Your objective:
Please give again, word for word, each line that falls between the line with "WANTED: a dot" and the end of the data, inclusive.

--- Input data Enclosed Below ---

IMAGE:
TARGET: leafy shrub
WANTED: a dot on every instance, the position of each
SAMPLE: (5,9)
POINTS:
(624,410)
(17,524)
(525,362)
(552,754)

--- End of Enclosed Input data ---

Result of this task:
WANTED: a dot on every instance, the position of each
SAMPLE: (5,9)
POINTS:
(624,410)
(17,524)
(525,362)
(552,754)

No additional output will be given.